** Prompt **
Copy everything from the start of the records down to the line containing "267), (440, 270)]", including that line, and leave out the pictures.

————————

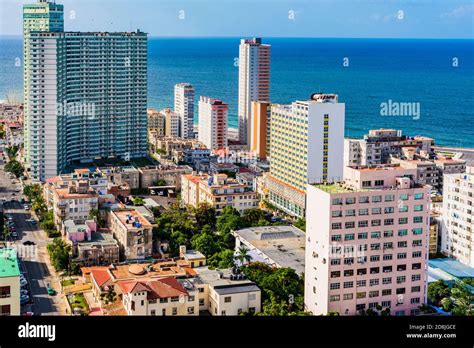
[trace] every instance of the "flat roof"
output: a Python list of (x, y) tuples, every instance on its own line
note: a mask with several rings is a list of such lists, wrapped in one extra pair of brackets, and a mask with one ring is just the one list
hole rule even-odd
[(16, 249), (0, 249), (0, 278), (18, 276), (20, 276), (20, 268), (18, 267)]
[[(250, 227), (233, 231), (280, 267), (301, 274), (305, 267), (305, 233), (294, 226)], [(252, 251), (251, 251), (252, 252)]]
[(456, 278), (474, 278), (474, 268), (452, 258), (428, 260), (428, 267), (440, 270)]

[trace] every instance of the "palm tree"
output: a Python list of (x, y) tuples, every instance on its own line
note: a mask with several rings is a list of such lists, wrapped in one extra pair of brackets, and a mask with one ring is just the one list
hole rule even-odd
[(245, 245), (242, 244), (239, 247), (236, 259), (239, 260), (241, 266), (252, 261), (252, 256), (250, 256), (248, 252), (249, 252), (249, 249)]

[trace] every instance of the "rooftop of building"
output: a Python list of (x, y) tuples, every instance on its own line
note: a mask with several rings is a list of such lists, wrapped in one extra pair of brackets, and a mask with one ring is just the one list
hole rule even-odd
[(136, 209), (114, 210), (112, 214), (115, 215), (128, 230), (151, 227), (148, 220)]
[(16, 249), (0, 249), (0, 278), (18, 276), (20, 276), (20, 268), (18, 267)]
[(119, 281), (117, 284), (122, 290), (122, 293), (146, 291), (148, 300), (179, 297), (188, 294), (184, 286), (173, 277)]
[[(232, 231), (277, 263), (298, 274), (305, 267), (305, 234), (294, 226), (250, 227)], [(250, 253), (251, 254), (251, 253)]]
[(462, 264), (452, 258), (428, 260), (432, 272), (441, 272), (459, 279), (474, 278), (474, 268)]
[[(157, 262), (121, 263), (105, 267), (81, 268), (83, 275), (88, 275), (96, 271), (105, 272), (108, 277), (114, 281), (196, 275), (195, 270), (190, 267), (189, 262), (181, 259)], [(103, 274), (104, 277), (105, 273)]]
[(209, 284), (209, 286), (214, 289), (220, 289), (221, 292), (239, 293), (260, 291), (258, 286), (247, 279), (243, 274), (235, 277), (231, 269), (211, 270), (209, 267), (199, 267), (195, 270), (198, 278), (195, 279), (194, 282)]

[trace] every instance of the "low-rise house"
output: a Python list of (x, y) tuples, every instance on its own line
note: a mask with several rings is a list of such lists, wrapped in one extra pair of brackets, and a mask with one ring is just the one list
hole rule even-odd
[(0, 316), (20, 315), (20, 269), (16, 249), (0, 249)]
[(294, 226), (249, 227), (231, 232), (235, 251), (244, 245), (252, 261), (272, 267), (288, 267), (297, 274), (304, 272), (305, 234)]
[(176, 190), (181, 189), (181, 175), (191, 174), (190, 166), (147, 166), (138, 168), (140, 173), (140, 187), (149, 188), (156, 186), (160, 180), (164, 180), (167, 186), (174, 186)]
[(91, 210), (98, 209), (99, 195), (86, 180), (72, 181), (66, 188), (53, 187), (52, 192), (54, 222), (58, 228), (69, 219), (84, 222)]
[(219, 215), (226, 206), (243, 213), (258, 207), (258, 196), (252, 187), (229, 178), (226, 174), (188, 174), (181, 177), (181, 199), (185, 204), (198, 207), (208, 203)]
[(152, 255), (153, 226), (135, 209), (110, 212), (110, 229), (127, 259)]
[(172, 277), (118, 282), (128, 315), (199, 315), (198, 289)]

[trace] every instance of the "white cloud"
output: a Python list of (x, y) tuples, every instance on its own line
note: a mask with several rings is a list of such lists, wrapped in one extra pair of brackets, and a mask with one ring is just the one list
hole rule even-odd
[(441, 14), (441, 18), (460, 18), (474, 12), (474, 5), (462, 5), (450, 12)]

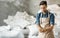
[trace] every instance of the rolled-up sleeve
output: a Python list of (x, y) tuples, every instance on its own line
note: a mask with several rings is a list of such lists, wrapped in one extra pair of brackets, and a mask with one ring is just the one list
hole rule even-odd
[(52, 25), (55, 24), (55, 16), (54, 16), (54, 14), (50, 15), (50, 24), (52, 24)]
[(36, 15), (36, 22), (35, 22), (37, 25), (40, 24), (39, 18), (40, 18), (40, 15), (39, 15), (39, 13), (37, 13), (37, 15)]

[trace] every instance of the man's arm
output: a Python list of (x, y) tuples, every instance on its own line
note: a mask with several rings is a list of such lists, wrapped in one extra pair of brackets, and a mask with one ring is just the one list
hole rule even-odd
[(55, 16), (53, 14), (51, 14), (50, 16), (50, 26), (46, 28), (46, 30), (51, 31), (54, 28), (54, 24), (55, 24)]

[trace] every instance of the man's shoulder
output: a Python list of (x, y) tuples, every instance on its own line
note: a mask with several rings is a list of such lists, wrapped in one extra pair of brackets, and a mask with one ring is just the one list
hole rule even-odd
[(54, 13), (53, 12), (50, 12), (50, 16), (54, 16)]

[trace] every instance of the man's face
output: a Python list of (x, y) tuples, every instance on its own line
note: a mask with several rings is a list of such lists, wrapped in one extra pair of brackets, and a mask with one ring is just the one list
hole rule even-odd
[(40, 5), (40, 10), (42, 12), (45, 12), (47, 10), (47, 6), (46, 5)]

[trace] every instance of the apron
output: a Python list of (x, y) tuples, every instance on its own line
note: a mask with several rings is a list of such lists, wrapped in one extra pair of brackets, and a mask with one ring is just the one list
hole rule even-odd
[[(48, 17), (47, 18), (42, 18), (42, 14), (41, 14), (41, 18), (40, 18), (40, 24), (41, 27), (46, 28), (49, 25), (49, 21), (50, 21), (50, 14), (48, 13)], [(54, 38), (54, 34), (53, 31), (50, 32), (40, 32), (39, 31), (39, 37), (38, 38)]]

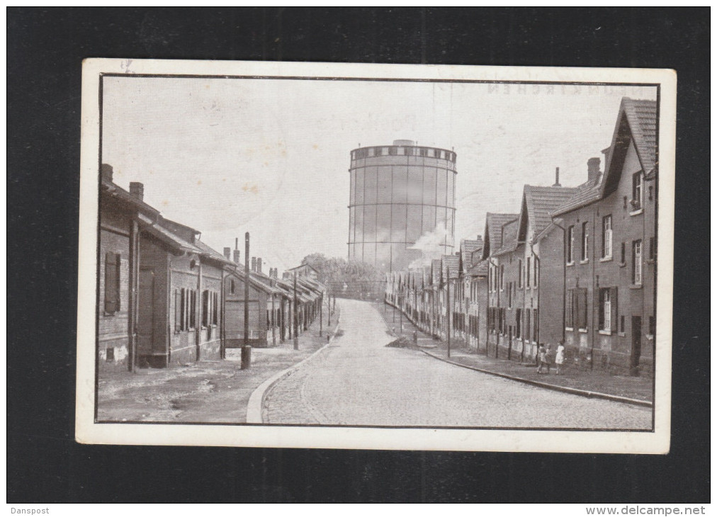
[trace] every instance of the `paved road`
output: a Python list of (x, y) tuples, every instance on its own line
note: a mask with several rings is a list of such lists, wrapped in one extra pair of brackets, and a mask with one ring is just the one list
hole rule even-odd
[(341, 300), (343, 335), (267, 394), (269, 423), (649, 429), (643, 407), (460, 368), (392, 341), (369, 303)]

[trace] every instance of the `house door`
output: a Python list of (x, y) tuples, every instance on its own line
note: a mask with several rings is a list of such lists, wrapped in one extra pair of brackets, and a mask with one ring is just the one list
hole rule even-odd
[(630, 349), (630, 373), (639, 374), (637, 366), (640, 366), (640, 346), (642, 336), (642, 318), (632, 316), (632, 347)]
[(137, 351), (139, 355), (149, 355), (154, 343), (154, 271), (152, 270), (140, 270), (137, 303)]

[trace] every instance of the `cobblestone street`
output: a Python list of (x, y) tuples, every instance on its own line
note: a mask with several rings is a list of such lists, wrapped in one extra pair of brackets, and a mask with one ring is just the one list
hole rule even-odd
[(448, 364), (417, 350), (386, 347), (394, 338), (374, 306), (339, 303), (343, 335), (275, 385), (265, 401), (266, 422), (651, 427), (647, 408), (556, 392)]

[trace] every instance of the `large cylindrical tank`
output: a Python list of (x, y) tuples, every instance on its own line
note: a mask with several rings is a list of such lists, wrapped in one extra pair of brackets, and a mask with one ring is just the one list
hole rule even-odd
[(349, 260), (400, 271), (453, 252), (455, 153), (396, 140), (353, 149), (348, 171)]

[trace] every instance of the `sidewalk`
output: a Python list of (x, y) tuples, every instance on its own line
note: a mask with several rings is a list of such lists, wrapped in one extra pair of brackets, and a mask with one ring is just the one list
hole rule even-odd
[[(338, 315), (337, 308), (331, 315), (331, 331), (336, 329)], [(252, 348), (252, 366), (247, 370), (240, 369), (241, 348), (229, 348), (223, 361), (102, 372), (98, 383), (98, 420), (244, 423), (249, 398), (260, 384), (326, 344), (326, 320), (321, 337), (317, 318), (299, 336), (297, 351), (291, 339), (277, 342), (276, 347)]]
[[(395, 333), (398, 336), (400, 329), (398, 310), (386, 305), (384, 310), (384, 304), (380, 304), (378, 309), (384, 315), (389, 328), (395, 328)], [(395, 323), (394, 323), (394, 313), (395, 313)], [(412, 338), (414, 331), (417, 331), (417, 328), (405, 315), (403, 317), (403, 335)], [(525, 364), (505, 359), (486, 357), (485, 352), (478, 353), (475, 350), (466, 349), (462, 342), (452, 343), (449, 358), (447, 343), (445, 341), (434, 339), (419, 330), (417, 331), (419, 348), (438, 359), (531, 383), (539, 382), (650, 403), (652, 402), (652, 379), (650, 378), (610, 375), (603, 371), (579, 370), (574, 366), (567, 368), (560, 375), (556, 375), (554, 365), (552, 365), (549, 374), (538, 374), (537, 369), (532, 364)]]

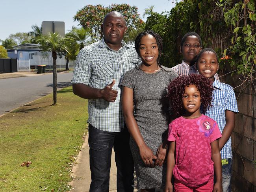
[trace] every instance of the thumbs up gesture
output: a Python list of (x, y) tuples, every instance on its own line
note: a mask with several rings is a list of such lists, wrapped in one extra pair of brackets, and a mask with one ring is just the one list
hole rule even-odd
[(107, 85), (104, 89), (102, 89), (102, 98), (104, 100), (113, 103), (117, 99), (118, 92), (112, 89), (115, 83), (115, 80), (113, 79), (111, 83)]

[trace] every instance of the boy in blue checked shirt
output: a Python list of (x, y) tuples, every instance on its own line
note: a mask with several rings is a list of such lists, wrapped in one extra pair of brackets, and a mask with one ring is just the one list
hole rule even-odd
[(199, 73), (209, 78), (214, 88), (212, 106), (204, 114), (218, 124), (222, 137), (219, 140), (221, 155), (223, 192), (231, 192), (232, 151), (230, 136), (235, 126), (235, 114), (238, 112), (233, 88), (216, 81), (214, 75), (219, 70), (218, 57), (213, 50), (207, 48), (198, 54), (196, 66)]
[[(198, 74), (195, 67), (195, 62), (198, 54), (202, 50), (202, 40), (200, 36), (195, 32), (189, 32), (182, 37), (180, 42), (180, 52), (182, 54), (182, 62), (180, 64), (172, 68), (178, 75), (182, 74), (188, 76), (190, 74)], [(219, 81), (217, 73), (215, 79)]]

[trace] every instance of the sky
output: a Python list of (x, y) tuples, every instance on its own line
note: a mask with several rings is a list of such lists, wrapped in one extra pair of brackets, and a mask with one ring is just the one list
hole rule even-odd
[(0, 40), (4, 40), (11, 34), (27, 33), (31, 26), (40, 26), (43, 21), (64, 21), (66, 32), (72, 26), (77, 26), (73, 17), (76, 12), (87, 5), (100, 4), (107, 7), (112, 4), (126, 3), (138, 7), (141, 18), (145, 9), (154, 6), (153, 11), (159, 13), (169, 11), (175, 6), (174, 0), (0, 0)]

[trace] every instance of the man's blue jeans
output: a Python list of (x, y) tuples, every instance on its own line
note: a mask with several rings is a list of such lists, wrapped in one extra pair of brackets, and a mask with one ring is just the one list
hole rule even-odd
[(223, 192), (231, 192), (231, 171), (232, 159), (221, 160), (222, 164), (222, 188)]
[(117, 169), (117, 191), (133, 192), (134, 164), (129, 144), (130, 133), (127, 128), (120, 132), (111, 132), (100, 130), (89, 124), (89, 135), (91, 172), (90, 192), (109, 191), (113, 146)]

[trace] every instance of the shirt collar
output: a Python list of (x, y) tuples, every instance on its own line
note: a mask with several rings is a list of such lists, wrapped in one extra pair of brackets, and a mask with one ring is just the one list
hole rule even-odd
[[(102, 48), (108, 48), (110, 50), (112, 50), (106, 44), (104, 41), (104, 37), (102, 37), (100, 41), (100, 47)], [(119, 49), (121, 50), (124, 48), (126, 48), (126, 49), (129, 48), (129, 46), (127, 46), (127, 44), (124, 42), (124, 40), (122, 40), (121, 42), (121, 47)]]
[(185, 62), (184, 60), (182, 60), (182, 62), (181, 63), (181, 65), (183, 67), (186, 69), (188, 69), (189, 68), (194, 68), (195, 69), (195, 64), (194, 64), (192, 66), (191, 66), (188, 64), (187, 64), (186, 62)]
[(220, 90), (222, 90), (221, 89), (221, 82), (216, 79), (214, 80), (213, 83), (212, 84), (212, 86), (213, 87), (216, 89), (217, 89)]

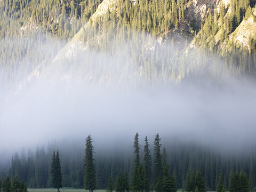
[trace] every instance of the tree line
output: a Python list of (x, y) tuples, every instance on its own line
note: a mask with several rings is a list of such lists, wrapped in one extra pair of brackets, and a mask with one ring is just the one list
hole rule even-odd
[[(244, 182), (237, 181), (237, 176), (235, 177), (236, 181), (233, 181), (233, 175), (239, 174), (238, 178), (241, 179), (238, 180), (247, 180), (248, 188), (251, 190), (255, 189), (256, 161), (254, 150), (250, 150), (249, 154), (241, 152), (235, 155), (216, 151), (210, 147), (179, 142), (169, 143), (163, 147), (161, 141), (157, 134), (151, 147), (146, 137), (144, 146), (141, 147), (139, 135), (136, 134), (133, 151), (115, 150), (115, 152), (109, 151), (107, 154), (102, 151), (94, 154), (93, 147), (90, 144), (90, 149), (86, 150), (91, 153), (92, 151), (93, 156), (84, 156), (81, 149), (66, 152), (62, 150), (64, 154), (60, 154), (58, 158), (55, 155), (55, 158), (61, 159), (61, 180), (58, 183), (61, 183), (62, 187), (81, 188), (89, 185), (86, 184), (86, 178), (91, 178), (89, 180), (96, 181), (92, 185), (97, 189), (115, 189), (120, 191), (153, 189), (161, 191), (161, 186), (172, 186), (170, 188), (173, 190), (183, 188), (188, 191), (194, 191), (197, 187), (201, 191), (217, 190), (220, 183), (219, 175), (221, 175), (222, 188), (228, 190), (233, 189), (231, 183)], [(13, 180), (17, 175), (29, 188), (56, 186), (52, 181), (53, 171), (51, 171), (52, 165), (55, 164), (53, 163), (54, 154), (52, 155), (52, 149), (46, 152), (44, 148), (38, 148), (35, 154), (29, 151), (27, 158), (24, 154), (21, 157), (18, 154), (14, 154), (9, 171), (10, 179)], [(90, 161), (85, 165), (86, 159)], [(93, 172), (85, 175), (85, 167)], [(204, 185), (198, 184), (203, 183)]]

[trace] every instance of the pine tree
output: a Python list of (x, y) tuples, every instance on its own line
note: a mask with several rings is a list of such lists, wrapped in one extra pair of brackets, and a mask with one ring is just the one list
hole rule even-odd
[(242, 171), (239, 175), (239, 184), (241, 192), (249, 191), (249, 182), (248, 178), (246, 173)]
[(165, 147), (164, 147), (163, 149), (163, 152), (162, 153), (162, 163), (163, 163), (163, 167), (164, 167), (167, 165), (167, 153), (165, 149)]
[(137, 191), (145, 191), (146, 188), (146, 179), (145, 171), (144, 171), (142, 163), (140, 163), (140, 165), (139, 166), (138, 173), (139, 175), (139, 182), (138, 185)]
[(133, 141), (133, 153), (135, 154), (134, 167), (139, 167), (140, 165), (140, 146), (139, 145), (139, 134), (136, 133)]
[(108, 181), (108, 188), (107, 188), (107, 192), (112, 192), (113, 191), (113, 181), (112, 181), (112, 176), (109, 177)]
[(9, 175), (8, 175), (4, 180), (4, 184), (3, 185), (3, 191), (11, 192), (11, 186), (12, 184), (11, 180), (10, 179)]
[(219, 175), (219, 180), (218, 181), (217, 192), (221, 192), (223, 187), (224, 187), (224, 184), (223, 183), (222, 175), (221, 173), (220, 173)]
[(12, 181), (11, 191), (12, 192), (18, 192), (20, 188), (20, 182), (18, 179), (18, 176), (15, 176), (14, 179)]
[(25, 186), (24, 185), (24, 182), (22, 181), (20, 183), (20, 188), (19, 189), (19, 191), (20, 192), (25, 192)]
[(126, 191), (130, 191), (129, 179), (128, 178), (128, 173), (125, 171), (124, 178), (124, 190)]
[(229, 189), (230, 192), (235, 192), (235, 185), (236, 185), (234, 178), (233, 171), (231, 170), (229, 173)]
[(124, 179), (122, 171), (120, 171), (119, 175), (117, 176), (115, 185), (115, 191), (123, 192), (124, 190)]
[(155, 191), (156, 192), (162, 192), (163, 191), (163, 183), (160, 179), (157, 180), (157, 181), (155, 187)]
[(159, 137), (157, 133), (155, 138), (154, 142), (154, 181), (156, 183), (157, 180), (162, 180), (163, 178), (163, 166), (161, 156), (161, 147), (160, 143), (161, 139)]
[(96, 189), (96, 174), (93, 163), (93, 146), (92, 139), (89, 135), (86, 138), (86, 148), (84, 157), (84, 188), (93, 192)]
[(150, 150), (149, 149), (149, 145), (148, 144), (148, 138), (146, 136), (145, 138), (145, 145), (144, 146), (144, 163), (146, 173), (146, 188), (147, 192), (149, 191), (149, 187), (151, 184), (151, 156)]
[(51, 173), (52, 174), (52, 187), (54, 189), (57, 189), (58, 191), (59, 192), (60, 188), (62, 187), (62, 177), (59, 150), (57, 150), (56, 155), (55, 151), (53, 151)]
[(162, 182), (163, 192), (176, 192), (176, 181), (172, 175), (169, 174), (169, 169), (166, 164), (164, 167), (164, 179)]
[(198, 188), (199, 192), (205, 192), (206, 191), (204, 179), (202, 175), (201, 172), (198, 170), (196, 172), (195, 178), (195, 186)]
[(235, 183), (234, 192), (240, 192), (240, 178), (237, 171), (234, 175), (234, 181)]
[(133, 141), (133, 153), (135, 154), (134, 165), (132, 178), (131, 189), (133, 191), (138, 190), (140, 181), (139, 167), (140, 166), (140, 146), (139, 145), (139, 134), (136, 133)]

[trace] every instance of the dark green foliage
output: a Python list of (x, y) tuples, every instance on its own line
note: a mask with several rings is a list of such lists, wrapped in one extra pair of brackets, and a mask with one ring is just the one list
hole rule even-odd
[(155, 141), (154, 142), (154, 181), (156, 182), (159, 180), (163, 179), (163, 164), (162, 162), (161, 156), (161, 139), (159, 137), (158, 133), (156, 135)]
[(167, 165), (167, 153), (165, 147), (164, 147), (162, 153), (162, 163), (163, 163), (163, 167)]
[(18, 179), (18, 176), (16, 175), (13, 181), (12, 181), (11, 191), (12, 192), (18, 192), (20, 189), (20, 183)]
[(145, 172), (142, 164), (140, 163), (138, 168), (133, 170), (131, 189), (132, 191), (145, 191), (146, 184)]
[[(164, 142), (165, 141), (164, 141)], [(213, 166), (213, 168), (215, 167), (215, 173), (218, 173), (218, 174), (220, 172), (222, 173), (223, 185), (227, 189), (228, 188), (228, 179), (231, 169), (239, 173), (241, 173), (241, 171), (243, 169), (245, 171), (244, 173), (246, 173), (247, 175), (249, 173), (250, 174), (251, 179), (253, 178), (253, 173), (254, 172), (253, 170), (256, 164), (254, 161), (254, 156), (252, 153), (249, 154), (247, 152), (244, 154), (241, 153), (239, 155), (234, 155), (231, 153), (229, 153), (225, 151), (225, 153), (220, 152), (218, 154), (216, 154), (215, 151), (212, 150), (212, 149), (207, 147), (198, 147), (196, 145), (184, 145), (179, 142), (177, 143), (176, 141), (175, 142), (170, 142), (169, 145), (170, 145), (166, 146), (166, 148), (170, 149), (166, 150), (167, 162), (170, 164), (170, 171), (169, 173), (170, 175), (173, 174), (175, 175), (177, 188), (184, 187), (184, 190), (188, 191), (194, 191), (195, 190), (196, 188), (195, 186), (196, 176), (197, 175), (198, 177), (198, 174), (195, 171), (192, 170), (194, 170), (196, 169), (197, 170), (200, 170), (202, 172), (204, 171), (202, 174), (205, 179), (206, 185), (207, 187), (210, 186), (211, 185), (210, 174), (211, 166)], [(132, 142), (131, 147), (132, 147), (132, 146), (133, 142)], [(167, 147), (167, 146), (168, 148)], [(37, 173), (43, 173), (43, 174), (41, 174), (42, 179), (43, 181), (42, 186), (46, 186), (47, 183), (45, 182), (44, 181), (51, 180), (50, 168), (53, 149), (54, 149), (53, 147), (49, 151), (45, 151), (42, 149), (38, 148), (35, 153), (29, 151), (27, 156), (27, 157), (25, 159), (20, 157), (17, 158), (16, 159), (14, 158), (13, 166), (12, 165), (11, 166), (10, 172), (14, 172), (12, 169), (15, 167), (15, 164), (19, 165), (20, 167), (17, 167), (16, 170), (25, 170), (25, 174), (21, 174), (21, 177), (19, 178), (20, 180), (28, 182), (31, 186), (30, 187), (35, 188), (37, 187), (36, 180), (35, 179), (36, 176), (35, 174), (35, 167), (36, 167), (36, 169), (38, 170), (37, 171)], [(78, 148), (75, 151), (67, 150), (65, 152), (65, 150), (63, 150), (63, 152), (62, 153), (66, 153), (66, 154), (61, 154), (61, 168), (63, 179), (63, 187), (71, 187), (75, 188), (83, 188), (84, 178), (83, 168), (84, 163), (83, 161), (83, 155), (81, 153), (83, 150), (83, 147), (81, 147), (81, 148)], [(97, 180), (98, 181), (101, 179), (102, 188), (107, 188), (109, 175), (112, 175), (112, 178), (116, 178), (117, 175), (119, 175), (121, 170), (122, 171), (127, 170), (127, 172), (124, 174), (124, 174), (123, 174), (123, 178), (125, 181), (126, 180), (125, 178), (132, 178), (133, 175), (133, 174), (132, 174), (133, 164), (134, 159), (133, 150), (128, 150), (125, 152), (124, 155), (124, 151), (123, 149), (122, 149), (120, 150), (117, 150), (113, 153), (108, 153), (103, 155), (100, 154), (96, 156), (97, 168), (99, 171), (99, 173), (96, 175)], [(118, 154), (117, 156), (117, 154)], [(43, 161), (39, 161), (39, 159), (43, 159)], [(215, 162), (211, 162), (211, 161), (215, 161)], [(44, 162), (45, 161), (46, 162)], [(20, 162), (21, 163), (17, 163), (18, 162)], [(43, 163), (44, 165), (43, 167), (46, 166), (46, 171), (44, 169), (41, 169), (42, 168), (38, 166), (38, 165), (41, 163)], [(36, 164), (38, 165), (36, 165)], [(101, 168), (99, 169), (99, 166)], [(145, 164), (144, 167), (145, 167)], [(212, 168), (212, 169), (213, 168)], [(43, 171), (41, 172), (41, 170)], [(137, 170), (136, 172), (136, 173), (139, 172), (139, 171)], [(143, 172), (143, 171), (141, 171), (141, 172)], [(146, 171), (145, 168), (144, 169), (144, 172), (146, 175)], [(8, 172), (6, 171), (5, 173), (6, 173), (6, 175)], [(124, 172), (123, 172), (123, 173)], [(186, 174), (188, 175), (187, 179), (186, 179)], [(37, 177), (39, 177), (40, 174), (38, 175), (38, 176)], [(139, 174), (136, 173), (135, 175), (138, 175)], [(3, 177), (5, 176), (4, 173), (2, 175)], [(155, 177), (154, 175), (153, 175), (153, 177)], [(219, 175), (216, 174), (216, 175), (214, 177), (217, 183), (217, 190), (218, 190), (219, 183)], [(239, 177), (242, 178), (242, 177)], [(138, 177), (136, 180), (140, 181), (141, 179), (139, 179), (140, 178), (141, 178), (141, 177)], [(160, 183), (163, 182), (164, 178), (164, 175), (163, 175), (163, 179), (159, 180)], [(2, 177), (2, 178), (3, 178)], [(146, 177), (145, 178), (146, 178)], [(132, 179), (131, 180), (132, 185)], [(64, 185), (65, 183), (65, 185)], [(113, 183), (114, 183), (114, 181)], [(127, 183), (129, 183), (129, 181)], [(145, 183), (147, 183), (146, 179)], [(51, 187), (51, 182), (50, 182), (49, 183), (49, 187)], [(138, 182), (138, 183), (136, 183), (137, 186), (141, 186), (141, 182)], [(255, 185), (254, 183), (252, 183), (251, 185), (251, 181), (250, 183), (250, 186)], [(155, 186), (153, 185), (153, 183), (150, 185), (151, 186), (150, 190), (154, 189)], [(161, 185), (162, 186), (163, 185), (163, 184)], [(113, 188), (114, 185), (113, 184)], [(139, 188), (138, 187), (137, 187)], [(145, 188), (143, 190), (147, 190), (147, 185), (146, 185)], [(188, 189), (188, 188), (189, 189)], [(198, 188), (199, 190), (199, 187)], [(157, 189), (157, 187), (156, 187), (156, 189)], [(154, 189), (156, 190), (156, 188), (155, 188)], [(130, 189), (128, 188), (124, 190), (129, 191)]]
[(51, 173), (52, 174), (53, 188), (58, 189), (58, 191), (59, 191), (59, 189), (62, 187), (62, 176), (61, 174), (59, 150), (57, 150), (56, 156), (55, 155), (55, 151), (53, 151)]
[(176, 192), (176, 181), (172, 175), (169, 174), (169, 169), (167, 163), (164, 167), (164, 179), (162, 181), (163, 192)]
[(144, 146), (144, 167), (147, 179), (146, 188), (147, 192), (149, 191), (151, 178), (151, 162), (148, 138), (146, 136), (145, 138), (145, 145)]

————————

** Result **
[trace] every instance of the "flat roof"
output: a Python list of (x, y) tuples, every instance on its own line
note: a mask with several rings is a list of such lists, wrapped in one extra pair of brackets, and a mask with one ring is just the one list
hole rule even-odd
[(16, 249), (0, 249), (0, 278), (18, 276), (20, 276), (20, 268), (18, 267)]
[[(250, 227), (233, 231), (280, 267), (301, 274), (305, 267), (305, 233), (294, 226)], [(252, 251), (251, 251), (252, 252)]]
[(456, 278), (474, 278), (474, 268), (452, 258), (428, 260), (428, 267), (440, 270)]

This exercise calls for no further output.